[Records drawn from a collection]

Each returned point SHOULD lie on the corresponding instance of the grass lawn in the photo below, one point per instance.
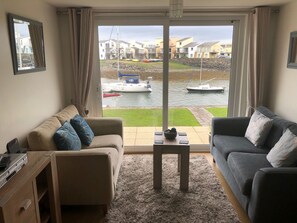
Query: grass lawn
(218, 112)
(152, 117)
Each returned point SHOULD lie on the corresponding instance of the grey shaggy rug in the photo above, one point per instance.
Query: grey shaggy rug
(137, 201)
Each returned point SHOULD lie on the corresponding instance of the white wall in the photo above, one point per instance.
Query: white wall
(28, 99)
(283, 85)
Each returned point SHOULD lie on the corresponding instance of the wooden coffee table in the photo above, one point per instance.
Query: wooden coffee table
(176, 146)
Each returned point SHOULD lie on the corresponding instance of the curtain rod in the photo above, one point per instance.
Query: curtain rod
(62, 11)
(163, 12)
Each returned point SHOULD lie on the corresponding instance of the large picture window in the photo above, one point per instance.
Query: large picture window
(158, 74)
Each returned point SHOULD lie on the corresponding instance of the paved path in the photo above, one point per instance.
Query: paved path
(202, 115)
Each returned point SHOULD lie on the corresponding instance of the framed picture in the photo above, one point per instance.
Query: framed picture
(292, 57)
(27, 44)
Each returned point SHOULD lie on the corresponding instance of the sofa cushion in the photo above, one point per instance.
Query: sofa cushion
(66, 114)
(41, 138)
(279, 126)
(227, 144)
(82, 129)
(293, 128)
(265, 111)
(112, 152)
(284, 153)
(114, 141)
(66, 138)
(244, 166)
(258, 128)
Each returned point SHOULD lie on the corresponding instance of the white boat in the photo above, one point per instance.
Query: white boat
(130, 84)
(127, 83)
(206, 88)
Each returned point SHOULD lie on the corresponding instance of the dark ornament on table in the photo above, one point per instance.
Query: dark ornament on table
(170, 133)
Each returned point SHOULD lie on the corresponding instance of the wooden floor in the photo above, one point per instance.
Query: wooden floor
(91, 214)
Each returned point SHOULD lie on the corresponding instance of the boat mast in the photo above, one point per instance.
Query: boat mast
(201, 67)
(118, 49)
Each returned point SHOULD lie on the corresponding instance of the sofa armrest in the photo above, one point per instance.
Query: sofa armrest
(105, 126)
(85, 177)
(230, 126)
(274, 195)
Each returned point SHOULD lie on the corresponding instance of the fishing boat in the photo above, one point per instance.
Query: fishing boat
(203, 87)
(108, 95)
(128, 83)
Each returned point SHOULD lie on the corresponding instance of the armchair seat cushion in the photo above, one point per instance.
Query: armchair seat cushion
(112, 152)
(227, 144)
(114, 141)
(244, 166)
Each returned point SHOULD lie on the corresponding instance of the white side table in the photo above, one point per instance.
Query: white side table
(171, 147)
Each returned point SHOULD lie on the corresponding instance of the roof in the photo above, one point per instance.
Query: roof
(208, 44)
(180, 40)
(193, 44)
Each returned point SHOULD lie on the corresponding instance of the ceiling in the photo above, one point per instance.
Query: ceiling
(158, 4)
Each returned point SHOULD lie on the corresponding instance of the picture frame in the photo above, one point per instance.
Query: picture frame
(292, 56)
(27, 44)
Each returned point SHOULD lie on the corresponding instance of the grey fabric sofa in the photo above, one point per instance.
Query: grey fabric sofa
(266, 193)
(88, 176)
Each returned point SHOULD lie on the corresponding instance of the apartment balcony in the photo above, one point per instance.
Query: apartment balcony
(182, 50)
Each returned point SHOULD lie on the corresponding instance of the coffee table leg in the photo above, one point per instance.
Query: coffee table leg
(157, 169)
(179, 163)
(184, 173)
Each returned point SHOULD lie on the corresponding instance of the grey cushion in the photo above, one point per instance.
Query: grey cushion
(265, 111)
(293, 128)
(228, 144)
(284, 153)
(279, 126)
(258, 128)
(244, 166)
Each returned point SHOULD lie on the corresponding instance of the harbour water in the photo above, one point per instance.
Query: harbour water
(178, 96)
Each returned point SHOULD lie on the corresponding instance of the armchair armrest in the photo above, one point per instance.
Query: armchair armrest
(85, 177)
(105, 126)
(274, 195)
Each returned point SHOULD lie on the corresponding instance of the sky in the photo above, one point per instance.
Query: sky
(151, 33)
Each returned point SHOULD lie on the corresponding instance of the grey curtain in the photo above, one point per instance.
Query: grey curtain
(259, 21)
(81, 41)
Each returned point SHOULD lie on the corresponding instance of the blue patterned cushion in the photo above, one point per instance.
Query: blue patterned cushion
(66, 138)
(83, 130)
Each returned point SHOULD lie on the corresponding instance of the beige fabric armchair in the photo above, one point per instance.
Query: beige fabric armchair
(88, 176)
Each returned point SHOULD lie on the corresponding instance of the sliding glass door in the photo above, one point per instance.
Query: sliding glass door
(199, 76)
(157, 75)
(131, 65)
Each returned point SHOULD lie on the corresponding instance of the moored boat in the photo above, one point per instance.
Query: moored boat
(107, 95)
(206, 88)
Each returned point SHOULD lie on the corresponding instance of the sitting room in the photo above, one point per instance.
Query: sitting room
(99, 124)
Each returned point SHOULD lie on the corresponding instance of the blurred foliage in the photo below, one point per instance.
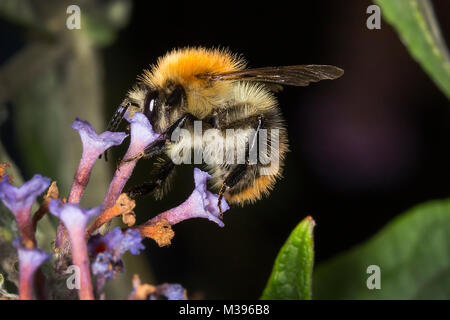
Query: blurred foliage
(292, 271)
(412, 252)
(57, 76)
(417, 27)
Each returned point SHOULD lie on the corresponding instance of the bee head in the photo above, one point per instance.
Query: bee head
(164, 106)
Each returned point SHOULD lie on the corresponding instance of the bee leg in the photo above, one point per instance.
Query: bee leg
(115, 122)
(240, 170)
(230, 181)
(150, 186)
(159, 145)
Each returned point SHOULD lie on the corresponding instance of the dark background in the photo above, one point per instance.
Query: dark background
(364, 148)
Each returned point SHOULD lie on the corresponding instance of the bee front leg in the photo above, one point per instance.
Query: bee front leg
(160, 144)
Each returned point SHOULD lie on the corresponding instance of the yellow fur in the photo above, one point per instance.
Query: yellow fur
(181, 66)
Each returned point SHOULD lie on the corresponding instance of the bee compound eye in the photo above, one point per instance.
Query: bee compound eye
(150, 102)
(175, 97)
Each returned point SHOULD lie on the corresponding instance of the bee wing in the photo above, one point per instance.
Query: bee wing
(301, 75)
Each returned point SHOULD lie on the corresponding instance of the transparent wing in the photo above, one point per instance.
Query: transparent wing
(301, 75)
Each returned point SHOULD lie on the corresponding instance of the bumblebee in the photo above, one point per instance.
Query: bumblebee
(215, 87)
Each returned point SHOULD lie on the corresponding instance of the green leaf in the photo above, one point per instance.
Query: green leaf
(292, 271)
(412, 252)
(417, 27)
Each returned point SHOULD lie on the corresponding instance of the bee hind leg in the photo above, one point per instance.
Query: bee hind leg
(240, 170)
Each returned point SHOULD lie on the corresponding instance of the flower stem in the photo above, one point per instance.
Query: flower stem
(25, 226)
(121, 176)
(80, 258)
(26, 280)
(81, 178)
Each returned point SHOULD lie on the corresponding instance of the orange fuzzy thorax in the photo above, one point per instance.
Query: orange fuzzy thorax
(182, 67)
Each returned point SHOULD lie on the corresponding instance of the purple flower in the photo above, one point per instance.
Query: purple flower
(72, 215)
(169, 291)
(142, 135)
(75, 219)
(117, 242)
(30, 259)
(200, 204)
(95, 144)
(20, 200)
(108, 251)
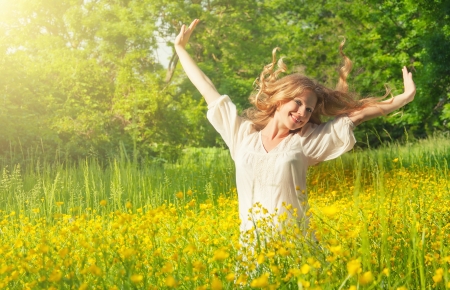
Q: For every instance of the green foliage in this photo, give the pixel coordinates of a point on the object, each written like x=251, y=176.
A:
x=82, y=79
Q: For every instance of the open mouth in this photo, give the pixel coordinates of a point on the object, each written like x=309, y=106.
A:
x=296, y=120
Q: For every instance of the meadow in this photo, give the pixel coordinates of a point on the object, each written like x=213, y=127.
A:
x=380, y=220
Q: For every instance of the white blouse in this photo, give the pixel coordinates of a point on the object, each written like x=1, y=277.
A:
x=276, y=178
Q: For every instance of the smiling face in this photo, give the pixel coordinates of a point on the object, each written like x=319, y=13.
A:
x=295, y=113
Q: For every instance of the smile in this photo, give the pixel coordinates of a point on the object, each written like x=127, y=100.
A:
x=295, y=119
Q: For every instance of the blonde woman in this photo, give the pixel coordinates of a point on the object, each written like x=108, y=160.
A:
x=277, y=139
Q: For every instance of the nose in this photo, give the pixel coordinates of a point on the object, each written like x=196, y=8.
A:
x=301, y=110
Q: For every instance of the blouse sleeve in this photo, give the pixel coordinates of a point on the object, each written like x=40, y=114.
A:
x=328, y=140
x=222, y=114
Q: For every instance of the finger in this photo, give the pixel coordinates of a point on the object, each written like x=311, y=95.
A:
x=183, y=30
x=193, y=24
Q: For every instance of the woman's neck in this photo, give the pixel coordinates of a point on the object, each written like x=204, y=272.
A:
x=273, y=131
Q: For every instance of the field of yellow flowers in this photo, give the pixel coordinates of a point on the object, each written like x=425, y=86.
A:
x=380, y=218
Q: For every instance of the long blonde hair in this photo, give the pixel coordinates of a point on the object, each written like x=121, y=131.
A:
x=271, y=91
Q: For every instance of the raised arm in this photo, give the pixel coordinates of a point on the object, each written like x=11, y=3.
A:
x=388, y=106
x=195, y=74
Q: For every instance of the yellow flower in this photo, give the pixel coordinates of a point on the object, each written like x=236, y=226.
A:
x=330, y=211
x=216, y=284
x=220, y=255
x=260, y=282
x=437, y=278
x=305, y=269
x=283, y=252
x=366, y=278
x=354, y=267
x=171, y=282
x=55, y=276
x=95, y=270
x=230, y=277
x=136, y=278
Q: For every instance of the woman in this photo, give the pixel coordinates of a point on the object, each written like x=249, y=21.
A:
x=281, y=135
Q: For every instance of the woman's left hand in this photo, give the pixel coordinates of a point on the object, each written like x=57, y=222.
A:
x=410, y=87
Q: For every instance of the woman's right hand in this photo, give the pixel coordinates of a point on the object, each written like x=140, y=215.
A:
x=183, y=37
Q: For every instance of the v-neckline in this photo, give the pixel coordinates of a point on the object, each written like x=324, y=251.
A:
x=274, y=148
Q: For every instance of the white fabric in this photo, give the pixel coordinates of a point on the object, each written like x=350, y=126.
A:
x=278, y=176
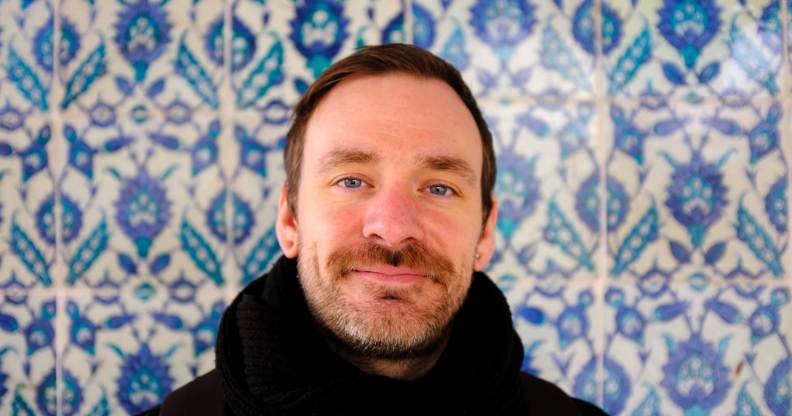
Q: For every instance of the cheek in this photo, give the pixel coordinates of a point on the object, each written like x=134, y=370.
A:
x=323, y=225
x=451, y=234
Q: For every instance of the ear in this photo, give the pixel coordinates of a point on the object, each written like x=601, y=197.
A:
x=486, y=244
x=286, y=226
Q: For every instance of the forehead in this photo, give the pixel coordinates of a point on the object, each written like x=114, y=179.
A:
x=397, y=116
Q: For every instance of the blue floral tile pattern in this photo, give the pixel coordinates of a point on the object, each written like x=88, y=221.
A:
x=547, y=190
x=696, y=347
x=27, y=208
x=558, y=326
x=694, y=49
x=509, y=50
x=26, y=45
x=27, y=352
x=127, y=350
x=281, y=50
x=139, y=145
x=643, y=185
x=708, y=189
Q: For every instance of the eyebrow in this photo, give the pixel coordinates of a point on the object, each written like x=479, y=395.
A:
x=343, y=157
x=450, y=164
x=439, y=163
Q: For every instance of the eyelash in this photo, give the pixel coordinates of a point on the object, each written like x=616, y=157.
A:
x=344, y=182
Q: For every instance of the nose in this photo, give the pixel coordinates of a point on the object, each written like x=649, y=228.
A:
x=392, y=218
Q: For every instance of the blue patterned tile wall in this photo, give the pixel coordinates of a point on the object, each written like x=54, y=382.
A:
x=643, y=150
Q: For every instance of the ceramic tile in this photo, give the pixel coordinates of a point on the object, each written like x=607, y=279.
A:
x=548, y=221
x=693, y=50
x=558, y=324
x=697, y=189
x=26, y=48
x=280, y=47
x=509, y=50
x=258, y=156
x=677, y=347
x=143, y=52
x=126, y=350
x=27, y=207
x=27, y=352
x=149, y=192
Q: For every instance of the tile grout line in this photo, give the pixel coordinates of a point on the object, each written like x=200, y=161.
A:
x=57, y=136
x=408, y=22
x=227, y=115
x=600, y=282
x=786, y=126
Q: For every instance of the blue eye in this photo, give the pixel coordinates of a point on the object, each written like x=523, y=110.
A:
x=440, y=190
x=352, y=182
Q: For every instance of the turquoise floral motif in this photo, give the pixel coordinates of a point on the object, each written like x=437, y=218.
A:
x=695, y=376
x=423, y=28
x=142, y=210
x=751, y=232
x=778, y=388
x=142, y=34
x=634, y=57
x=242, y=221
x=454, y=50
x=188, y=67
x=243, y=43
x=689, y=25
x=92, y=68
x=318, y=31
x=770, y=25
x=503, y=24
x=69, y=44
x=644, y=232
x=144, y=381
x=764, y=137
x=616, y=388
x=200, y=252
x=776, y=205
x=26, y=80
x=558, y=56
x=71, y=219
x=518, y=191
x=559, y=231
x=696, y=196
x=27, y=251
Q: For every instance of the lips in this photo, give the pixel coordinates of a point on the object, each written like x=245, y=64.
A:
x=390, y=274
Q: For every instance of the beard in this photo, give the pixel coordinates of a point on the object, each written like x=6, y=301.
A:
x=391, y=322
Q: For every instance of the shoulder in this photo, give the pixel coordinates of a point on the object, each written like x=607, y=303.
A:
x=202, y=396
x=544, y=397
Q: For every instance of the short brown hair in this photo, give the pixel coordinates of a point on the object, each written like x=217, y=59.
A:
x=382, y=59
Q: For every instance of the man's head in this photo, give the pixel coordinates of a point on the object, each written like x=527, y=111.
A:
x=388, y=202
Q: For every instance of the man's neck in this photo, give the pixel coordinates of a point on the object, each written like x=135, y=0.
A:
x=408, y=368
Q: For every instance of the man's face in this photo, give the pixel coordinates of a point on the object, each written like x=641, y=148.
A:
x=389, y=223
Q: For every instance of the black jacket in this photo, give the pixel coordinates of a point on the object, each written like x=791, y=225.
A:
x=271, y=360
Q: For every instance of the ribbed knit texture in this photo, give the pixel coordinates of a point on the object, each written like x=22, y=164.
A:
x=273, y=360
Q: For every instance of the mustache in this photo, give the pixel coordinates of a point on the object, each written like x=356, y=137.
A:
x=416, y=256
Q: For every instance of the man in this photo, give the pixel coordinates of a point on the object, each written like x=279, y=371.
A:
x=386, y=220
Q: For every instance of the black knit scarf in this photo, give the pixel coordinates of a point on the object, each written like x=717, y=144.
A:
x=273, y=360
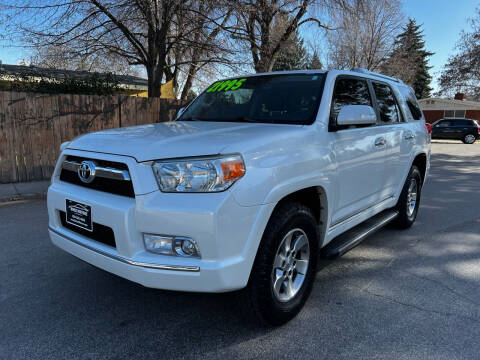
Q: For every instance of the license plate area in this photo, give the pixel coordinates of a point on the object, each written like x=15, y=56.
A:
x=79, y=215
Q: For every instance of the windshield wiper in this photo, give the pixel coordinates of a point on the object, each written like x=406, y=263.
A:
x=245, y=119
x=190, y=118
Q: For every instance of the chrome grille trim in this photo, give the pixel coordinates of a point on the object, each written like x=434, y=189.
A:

Problem details:
Reproduce the lines of the records between the one containing "Q: For every instance of the short" and the one containing "x=79, y=215", inclusive, leaving out the pictures.

Written solution:
Q: For every instance of the short brown hair in this photo, give the pixel coordinates of a point on the object, each written like x=217, y=59.
A:
x=382, y=59
Q: For every instance of the man's head in this photo, give the pixel coordinates of a point on the object, each written like x=527, y=111.
A:
x=388, y=202
Q: For every instance of the man's neck in this photo, give the pixel coordinates of a point on the object, each written like x=135, y=0.
A:
x=408, y=368
Q: For every instance of the man's face in this photo, give the pixel coordinates of a point on the object, each written like x=641, y=148.
A:
x=389, y=223
Q: For every instance of the black jacket in this photo, give the pixel coordinates of a point on the object, each written like x=791, y=225.
A:
x=271, y=360
Q: For every instance of the ribbed knit texture in this photo, give the pixel coordinates of a point on the object, each written like x=22, y=164.
A:
x=273, y=360
Q: For every instance of the mustache in this photo, give the pixel coordinates of a point on the object, each written like x=356, y=137.
A:
x=416, y=256
Q: For every instance of the man in this photo, give the pixel coordinates of a point on the object, each written like x=279, y=371.
A:
x=386, y=220
Q: For every instance of the black knit scarf in this photo, give the pixel coordinates of a point on the object, each written like x=717, y=144.
A:
x=273, y=360
Q: For every instance of the license plate area in this photo, give the pixel coordinates of a point on the object, each written like x=15, y=56.
A:
x=79, y=215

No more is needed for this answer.